WORK TO BE COMPLETED
Pick out every line in the records below that contains the word "concrete", and copy each one in full. Case counts.

* * * * *

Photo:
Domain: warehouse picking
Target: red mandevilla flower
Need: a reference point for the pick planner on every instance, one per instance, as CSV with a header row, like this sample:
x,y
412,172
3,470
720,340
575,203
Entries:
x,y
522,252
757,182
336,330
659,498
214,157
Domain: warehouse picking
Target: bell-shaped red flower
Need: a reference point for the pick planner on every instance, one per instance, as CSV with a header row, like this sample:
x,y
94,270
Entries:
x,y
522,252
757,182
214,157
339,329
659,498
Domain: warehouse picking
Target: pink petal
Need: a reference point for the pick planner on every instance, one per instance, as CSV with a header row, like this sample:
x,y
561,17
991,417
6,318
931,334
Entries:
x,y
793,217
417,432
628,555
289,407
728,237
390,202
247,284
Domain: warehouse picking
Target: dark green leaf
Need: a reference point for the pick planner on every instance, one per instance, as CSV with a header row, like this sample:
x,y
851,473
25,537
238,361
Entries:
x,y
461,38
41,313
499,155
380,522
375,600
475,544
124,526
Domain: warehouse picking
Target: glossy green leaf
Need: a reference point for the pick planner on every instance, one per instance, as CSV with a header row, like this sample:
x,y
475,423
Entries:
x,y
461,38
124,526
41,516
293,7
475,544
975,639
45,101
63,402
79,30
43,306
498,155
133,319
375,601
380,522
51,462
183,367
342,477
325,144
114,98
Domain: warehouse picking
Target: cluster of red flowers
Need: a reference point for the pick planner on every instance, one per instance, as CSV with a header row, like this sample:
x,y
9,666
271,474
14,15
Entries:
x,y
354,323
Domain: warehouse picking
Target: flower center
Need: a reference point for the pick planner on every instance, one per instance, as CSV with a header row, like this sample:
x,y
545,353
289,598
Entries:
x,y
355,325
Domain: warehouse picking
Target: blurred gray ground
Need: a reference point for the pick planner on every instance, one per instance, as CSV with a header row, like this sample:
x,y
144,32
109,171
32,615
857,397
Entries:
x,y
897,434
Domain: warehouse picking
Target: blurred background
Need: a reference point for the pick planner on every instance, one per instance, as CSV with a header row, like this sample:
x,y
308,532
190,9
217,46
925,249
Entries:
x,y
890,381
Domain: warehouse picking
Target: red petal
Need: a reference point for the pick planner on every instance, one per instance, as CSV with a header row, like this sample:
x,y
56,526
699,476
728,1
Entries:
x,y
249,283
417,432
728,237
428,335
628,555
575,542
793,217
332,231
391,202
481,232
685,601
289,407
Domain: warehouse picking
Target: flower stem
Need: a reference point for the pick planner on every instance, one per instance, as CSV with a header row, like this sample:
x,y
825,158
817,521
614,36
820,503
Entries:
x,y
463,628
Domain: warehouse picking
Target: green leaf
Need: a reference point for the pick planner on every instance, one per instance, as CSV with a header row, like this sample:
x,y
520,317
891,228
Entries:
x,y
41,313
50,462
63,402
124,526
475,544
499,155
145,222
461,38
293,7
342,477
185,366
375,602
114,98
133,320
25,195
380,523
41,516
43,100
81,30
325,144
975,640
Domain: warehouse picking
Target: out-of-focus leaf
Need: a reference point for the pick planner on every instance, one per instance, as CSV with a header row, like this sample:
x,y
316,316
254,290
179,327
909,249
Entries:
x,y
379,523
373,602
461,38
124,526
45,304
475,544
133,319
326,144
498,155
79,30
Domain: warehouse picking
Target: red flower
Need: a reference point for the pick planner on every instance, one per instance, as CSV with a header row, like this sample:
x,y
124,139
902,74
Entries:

* * * * *

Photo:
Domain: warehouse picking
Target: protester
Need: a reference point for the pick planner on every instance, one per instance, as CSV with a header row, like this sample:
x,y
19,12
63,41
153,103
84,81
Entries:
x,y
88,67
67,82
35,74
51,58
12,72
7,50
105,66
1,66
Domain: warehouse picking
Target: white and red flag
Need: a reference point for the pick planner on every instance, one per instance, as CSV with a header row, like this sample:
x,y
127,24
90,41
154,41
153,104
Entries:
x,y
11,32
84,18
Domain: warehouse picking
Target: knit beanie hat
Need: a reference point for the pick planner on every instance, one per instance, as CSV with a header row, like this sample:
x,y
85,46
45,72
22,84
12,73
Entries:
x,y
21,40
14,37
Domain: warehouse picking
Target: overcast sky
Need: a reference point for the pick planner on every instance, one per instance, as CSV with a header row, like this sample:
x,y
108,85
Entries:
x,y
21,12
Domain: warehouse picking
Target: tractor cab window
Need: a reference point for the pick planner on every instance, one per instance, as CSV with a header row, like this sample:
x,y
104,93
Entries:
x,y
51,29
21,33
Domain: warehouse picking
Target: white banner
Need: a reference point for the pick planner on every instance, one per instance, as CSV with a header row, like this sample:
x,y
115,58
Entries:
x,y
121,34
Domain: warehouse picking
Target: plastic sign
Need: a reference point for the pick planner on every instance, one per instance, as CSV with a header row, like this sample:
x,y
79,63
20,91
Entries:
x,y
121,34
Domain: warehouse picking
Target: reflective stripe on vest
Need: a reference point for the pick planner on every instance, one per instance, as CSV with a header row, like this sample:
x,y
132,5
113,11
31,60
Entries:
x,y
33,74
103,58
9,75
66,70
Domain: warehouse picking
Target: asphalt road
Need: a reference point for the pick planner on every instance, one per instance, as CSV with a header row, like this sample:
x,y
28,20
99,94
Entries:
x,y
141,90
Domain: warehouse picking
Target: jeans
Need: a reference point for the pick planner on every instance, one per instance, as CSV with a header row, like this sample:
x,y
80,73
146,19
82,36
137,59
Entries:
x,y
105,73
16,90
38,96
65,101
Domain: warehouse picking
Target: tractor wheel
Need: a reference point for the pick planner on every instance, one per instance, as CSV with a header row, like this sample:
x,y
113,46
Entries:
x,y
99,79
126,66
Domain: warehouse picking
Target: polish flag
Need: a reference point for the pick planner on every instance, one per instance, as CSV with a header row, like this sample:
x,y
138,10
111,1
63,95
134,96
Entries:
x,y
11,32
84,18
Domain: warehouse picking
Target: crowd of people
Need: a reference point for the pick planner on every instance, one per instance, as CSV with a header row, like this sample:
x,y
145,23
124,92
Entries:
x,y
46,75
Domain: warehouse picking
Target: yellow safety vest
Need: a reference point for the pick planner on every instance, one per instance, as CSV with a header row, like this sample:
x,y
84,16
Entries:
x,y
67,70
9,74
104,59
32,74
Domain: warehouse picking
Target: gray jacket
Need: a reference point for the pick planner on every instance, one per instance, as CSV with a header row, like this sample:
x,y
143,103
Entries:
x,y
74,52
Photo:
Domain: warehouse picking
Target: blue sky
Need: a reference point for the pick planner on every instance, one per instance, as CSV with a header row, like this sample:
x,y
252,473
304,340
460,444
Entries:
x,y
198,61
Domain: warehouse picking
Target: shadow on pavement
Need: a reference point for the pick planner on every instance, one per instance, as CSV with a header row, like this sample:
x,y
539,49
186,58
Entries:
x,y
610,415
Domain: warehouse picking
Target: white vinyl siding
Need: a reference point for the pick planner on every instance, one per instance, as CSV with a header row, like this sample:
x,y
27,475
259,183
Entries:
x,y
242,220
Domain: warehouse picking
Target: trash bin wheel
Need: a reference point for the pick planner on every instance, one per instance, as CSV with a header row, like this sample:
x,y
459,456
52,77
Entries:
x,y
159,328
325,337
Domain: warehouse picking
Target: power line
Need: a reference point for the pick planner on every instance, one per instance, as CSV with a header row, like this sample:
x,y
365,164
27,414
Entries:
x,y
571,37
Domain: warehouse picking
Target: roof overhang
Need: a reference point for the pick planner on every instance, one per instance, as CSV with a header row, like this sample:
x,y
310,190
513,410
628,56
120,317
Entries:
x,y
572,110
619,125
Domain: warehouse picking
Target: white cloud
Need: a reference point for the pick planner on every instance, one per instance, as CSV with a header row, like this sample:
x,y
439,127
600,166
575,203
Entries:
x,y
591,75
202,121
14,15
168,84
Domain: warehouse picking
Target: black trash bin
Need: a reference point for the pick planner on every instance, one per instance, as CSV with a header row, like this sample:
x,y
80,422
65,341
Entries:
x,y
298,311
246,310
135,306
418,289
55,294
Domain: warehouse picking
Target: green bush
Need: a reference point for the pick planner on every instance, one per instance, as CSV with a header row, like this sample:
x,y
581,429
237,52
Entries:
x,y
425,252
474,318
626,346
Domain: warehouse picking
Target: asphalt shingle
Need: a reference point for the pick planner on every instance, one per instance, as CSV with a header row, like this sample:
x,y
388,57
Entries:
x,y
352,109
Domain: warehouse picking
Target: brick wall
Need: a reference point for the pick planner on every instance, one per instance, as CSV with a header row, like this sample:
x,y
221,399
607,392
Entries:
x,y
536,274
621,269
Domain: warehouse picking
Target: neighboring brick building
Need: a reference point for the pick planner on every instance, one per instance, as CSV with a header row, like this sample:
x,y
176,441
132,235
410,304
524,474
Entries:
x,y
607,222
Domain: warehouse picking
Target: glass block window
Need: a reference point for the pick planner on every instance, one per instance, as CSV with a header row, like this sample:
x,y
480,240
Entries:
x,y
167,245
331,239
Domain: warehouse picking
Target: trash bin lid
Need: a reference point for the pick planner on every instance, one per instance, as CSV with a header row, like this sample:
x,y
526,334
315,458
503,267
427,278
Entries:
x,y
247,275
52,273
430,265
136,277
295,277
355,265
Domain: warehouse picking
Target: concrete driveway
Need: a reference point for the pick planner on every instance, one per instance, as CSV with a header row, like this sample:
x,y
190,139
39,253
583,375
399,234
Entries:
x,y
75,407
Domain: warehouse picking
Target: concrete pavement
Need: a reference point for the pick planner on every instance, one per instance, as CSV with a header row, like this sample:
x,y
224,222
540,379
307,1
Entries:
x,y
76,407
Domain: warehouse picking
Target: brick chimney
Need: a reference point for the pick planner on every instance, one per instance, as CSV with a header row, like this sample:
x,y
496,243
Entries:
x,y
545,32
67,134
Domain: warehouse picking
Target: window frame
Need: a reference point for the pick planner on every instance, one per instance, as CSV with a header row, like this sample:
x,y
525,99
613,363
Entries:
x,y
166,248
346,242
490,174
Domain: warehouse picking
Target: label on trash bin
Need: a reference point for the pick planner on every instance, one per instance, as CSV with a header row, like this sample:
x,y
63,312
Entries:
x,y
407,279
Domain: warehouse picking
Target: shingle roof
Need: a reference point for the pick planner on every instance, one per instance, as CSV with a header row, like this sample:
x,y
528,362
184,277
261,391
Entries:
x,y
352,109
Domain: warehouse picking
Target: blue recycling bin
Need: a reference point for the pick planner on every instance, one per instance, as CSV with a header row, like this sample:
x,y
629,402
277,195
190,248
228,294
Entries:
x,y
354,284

* * * * *

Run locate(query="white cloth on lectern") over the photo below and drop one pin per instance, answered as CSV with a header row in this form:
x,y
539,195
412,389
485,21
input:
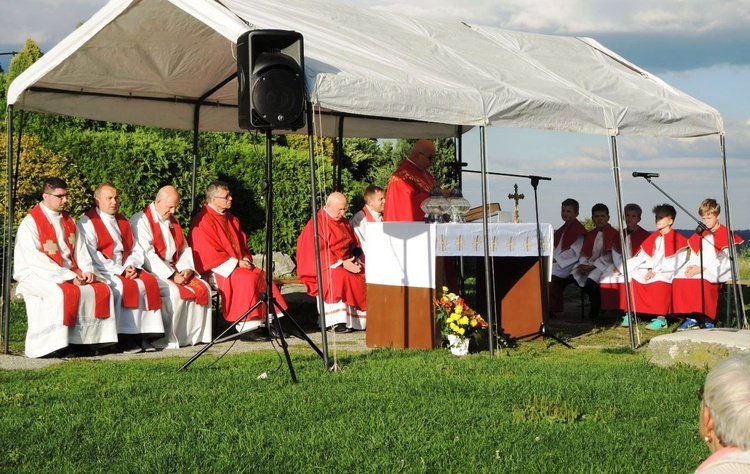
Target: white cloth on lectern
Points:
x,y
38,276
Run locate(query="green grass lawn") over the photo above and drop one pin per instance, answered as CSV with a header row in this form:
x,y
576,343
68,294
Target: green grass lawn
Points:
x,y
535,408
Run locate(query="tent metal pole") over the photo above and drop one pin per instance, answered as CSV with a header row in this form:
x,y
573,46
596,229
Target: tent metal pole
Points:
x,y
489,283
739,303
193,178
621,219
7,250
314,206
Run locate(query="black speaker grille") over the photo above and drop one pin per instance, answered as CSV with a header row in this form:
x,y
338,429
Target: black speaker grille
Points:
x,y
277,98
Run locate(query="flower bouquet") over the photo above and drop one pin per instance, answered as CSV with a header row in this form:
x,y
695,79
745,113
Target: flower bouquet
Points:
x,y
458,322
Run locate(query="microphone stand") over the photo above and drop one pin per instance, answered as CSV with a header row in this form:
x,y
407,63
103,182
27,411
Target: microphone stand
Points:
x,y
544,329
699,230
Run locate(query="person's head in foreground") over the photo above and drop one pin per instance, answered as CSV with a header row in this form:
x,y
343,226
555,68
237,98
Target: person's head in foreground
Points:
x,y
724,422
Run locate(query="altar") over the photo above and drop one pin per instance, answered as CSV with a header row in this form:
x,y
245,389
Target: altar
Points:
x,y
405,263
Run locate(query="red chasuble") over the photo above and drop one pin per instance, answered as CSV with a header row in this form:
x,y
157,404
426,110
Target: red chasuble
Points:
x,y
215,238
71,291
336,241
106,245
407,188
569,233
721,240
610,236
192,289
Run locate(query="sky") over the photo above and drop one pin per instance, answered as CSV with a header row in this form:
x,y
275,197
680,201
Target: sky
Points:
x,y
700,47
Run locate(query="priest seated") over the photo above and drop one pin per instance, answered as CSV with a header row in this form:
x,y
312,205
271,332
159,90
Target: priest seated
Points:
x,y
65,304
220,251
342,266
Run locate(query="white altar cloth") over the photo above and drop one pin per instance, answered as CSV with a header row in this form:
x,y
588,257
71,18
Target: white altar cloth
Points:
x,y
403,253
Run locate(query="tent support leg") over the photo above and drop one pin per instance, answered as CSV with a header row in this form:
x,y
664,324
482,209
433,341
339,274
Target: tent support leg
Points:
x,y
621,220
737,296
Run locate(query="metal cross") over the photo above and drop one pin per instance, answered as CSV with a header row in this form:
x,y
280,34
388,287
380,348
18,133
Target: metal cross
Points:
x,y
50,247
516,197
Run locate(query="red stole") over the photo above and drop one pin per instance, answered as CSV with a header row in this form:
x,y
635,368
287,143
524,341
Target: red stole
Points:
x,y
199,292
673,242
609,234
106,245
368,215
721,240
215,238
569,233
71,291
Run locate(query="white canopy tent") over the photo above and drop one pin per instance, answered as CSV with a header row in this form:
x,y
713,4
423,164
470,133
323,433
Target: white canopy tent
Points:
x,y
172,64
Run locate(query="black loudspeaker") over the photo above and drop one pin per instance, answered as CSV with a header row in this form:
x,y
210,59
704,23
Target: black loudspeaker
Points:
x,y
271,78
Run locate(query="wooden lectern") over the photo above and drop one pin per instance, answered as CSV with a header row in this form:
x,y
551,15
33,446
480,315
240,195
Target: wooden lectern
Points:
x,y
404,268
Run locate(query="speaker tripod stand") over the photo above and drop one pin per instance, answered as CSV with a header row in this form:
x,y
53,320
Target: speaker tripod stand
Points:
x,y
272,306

* * * * *

RESPONSE FOR THIS EXERCISE
Target: concrete driveway
Target: concrete pavement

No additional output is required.